+++ DATA FOR THIS EXERCISE
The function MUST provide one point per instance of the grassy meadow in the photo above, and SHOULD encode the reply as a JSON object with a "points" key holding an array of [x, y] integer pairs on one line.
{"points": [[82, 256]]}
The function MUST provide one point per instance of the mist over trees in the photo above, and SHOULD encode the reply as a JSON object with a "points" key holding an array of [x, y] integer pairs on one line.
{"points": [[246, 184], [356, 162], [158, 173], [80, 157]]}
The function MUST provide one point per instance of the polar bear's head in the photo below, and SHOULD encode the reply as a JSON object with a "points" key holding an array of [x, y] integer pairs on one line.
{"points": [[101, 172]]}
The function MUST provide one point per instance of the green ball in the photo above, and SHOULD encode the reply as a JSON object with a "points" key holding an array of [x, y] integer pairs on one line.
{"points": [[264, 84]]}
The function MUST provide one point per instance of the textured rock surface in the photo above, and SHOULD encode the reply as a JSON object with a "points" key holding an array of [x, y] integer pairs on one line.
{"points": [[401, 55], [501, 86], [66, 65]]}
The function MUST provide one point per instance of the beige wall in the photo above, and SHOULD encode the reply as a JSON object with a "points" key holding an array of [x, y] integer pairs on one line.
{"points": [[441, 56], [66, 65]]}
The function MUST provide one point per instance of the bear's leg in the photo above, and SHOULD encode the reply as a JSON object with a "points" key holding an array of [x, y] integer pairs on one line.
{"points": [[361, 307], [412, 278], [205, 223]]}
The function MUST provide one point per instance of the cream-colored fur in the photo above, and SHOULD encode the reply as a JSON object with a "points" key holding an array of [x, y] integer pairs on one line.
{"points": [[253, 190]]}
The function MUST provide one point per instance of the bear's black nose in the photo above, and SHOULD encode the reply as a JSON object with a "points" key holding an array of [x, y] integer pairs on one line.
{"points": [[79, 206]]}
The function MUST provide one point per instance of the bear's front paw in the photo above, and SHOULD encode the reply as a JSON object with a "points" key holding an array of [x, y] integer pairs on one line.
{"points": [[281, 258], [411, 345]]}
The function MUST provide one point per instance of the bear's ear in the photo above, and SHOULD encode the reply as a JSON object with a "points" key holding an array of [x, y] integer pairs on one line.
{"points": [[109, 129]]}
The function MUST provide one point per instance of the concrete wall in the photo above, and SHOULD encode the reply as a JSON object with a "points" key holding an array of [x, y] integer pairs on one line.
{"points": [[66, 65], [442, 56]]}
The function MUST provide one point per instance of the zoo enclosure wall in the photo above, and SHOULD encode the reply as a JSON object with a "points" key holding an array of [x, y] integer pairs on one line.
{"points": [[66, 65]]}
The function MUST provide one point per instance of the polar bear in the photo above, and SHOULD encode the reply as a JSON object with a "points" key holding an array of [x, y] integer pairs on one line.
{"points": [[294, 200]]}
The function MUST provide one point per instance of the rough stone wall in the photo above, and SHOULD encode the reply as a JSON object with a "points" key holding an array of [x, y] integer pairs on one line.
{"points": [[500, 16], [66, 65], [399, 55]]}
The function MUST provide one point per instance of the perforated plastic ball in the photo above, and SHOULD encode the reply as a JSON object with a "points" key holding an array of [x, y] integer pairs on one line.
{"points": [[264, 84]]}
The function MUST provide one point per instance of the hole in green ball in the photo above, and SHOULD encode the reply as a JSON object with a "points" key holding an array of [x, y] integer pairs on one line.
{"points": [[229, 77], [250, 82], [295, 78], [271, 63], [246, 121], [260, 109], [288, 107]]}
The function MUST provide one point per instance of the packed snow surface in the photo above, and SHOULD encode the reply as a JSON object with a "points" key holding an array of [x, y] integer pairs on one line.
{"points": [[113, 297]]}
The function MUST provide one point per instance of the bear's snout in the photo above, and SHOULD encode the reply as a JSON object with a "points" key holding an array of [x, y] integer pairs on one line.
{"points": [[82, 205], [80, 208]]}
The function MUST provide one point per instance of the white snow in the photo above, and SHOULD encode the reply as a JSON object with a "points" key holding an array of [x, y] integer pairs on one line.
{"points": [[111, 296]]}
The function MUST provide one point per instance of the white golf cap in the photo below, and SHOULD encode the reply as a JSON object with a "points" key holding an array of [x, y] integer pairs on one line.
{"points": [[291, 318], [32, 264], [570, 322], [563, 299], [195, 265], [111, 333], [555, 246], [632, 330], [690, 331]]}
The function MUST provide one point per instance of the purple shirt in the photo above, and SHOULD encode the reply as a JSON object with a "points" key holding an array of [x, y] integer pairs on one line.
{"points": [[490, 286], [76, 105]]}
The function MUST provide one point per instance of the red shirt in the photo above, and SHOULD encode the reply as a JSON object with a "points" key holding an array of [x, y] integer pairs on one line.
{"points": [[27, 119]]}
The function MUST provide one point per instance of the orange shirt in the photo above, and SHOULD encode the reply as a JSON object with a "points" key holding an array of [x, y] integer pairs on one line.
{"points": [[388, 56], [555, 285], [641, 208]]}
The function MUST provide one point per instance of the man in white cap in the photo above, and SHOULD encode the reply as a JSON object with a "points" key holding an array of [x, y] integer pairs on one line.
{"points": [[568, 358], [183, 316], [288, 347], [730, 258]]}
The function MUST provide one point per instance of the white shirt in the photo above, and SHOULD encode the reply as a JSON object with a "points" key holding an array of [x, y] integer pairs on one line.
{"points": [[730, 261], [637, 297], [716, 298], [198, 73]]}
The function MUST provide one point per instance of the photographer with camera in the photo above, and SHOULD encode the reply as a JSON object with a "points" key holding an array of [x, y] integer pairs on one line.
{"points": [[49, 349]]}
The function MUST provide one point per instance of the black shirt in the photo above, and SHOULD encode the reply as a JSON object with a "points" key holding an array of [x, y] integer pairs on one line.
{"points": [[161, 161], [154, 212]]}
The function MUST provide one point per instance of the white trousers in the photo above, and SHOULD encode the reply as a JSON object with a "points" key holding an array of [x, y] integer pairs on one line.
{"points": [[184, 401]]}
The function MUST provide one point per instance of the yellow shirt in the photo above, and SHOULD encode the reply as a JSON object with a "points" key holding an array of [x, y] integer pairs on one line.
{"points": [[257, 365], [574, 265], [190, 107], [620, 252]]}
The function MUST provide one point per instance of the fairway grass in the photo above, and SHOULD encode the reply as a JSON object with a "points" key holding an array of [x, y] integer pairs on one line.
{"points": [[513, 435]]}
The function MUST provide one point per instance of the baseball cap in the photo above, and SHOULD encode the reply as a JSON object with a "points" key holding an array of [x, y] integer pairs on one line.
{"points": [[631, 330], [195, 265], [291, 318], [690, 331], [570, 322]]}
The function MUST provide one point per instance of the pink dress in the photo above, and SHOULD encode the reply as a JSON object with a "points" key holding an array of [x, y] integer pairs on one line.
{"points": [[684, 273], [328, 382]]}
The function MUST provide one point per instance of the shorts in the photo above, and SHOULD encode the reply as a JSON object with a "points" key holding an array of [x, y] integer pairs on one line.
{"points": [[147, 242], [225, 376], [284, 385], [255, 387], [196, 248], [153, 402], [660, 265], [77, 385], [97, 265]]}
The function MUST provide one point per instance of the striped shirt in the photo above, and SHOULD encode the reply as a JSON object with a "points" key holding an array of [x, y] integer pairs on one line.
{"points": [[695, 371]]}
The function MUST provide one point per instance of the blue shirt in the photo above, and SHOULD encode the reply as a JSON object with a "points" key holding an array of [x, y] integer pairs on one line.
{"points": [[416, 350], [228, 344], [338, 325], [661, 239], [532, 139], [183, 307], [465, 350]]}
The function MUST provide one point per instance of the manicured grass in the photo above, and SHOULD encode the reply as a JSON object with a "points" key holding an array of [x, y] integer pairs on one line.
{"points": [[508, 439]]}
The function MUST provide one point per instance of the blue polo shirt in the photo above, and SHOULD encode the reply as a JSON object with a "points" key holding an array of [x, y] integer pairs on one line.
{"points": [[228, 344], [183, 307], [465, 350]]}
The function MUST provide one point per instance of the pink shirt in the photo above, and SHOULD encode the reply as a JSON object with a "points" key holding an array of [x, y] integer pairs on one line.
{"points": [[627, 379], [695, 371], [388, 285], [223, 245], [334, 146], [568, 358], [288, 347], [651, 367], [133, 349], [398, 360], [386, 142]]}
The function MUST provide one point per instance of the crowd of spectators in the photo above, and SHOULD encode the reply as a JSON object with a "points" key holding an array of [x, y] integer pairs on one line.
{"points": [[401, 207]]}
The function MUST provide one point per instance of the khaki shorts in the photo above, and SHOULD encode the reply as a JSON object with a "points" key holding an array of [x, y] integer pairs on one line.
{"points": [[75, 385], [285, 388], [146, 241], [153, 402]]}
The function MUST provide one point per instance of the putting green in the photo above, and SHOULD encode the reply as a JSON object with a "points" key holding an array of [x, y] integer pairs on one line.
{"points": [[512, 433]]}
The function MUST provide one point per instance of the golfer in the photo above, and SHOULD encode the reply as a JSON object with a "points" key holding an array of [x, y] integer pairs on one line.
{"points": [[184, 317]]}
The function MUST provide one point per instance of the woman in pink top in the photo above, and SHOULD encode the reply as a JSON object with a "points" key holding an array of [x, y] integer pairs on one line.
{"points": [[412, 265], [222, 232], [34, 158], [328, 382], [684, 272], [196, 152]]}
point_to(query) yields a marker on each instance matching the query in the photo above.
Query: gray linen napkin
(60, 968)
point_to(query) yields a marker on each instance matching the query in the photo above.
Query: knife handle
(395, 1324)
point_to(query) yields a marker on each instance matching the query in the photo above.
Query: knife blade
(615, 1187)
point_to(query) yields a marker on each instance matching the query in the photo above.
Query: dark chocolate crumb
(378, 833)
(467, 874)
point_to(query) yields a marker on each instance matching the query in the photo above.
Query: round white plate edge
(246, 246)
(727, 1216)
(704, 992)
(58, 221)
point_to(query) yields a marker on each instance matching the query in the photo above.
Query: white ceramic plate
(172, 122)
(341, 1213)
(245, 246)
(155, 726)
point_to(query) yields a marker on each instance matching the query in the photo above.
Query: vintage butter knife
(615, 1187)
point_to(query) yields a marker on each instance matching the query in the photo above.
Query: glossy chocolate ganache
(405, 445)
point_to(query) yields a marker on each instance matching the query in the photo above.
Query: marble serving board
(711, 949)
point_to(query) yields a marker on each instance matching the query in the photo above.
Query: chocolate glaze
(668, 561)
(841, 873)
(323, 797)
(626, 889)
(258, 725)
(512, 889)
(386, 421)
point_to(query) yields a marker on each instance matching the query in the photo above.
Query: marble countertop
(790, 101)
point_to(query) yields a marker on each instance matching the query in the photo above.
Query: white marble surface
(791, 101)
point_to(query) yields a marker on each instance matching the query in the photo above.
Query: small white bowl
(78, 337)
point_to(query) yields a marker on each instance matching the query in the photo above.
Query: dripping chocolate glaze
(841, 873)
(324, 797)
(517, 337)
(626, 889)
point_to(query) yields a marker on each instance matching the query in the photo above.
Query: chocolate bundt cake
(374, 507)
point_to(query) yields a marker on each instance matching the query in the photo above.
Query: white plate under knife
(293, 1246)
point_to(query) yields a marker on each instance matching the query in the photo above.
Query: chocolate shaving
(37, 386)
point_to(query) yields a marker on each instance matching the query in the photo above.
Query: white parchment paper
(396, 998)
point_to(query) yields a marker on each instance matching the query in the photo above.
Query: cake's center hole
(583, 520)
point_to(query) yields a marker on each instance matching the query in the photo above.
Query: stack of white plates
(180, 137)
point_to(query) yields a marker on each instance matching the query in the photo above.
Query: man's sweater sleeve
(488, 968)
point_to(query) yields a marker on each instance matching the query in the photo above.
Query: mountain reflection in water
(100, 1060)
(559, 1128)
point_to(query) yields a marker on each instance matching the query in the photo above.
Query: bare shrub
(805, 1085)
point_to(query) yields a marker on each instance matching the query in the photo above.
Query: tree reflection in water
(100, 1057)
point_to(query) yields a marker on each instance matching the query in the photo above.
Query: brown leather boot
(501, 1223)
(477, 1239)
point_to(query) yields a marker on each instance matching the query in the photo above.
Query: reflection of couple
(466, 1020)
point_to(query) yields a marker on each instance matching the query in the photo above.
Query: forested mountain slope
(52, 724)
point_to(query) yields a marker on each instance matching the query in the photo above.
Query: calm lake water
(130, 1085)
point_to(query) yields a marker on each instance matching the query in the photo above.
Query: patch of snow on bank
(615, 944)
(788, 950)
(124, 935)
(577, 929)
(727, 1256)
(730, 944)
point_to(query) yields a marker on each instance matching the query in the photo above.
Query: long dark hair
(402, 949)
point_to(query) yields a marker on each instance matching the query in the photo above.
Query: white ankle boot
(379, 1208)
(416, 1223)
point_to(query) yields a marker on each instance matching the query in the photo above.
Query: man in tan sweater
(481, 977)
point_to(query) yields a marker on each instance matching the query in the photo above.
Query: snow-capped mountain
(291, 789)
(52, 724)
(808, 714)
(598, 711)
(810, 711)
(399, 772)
++++++
§ **STATED TASK**
How many lines of the material above contain the string "chocolate"? Case counts, and the reply should be the number alone.

§ **WRITTEN SOLUTION**
6